§ **Tugas yang Diberikan**: Tentukan apakah tiap pernyataan berikut sesuai dengan kutipan tentang suku Fore, lalu jawab ya atau tidak sambil mengutip kata-kata penentunya dari kutipan itu. (a) Jared Diamond pernah mengunjungi suku Fore di Papua. (b) Orang-orang Fore digambarkan enggan membicarakan hal-hal remeh. (c) Buku yang disebut dalam kutipan berjudul The World Until Yesterday.

§ **Kutipan Dokumen**:
**********

Sekarang pertanyaannya, apakah kehebohan ini merupakan bagian dari manajemen isu pemerintah atau kapitalisasi isu media? Namun, bagaimana jika akar masalahnya bukan pada keduanya?
Si Penggosip
Jared Diamond dalam bukunya The World Until Yesterday: Apa yang Dapat Kita Pelajari dari Masyarakat Tradisional? menceritakan kisah menarik dari pengalamannya mengunjungi suku Fore di Papua. Dalam temuannya, Jared melihat bagaimana gemarnya orang-orang Fore bergosip atau membicarakan hal-hal remeh, seperti berapa ubi yang belum dimakan.

**********

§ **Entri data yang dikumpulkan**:
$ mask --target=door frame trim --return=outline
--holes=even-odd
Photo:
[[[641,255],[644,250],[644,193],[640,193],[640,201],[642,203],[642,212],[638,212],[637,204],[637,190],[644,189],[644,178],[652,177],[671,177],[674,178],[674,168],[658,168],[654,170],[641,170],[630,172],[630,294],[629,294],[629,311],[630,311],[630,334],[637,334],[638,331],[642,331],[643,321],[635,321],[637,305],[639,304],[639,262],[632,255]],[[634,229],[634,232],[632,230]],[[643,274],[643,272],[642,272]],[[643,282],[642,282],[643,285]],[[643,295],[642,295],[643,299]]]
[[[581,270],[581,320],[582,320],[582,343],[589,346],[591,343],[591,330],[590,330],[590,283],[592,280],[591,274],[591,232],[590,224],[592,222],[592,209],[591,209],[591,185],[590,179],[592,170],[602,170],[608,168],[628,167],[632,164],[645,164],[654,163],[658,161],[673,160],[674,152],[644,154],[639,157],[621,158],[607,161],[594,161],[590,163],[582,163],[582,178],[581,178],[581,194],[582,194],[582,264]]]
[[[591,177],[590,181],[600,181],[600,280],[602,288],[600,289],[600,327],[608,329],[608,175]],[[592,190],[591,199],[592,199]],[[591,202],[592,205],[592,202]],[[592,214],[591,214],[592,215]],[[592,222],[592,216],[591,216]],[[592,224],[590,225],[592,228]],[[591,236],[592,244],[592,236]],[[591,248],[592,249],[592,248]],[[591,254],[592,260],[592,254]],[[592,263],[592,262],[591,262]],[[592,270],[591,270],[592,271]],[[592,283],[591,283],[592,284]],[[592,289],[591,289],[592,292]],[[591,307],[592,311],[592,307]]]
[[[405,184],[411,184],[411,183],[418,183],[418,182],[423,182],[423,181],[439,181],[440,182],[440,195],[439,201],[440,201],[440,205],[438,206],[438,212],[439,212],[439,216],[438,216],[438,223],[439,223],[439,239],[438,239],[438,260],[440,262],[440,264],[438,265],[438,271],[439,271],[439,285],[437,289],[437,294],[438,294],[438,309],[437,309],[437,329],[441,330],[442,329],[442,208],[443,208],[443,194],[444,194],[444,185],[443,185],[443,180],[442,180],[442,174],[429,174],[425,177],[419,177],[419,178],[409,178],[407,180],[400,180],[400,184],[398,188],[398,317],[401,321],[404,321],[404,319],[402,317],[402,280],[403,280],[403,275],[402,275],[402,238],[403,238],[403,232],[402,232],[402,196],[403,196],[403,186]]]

**********

§ **Jawaban Tugas**:
(a) Ya: "pengalamannya mengunjungi suku Fore di Papua".
(b) Tidak: "bagaimana gemarnya orang-orang Fore bergosip atau membicarakan hal-hal remeh".
(c) Ya: "dalam bukunya The World Until Yesterday".